Description of the task:
Rewrite all of the records below with every instance of "set one dot" renamed to "place one point", keeping everything else unchanged.

Items from a data source:
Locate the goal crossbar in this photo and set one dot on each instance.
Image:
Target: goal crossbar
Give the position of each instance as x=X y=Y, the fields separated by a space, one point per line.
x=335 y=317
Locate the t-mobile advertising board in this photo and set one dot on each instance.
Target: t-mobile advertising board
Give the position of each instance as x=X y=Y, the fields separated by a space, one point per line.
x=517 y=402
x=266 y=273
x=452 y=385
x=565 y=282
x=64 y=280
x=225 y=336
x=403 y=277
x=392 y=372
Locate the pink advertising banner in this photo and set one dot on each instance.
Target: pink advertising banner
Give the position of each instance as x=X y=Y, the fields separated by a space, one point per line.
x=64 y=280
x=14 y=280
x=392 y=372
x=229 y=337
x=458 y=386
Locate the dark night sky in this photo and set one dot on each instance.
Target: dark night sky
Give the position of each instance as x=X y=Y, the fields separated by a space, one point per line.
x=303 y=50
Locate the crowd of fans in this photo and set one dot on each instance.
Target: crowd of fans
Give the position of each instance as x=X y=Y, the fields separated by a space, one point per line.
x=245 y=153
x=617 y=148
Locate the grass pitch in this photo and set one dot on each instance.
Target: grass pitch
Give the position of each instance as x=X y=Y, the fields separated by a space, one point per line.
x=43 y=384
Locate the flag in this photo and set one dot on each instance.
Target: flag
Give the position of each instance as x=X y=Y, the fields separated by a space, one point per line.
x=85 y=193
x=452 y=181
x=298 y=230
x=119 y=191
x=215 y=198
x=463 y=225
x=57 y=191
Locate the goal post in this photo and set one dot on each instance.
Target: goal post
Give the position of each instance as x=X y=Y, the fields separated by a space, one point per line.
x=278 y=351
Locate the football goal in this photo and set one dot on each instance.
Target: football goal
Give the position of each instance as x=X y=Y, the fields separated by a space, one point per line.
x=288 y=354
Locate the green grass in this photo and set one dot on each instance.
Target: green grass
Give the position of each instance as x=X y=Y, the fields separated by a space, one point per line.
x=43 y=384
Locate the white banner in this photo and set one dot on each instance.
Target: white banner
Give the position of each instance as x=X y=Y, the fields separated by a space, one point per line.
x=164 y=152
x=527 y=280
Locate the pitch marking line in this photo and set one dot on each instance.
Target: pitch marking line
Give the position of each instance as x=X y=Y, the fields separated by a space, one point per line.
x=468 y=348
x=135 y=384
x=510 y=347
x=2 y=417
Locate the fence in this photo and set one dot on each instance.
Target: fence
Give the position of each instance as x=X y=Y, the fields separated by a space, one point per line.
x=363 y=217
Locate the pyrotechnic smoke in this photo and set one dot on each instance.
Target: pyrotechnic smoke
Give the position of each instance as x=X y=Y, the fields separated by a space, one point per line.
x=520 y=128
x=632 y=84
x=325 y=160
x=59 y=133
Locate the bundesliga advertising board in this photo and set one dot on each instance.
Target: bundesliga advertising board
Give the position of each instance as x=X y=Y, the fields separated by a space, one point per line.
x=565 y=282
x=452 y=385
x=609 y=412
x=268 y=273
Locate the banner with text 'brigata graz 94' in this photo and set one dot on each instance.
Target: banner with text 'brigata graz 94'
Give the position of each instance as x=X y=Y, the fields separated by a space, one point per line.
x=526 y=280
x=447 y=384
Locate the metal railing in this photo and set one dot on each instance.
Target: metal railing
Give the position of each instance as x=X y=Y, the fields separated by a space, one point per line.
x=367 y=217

Response below:
Locate the goal crossbar in this photo and place one point on each instance.
Image:
Target: goal crossbar
Give the position of each instance as x=X y=Y, the fields separated by a space, one point per line.
x=335 y=317
Locate the t-mobile advertising board in this photo and place one point on each instance.
Target: t-mobile advertising board
Give the position of each instance as x=X y=Y, the fields separated by a space, one point per line.
x=517 y=402
x=266 y=273
x=452 y=385
x=565 y=282
x=64 y=280
x=225 y=336
x=403 y=277
x=392 y=372
Locate the pink advertising banner in this photo and place one point on each instance.
Target: pink advertising banner
Give the position of each instance as x=X y=Y, the fields separated by a space, one point per line.
x=64 y=280
x=14 y=280
x=392 y=372
x=229 y=337
x=458 y=386
Locate the dark night sky in this photo and place one point on each instance.
Target: dark night sky
Give the position of each instance as x=X y=Y, the fields separated by a space, one point per line.
x=303 y=50
Locate the crowd of fans in this photo and place one point on each instance.
Target: crowd of fans
Give the position of each instance as x=X y=Y, the fields separated by a space, one point per line.
x=245 y=153
x=617 y=148
Locate the grass pitch in this photo and place one point on each instance.
Target: grass pitch
Give the position of each instance as x=X y=Y, the fields separated by a space, one point per line.
x=43 y=384
Locate the flag in this photo and place one point on each instance.
Target: flag
Give the position of each instance as x=X y=Y, the fields separated by a space, one point per line.
x=85 y=193
x=452 y=181
x=298 y=230
x=119 y=191
x=215 y=198
x=463 y=225
x=57 y=191
Locate the goal post in this photo and place one point on each instance.
Target: goal post
Give the position of each instance as x=X y=Y, the fields separated by a space, one point per line.
x=278 y=351
Locate the football goal in this photo and place one point on each instance.
Target: football goal
Give the position of each instance as x=X y=Y, the fields separated by a space, one point per line.
x=288 y=354
Locate the green grass in this photo and place one point on each instance.
Target: green grass
Give the position of each instance as x=X y=Y, the fields separated by a space, one point per line.
x=43 y=384
Locate the white banner in this photo and place one point on each instance.
Target: white banner
Give the position of each instance as x=X y=Y, the fields separated by a space, one point per line.
x=164 y=152
x=527 y=280
Locate the pitch marking line in this photo and place one point on each instance.
Target: pitch marking line
Give the position of each instance as x=X y=Y, the fields separated by a space, one point per line.
x=468 y=348
x=135 y=384
x=510 y=347
x=2 y=417
Locate the fence in this photo and place one point on each instance.
Target: fence
Give the position of each instance as x=X y=Y, the fields separated by a space, one point per line.
x=363 y=217
Locate the pyrotechnic smoke in this photo and place one point on each instance.
Target: pyrotechnic smoke
Give the position of each instance as x=X y=Y, the fields separated by a space, one point per line.
x=520 y=128
x=632 y=84
x=325 y=160
x=59 y=133
Locate the bundesliga advertising board in this photo and place one point on each instance.
Target: bundesliga advertising board
Give the position of each instance as x=X y=Y, the fields separated by a space, one point per line.
x=565 y=282
x=452 y=385
x=609 y=412
x=268 y=273
Locate the banner with text 'brigata graz 94' in this photo and place one point on each instance.
Target: banner with text 'brigata graz 94'
Give the position of each instance as x=X y=Y, the fields separated by a space, one point per line.
x=526 y=280
x=447 y=384
Locate the metal railing in this photo and place one point on each instance.
Target: metal railing
Give the position of each instance as x=X y=Y, the fields separated by a space, one point per line.
x=367 y=217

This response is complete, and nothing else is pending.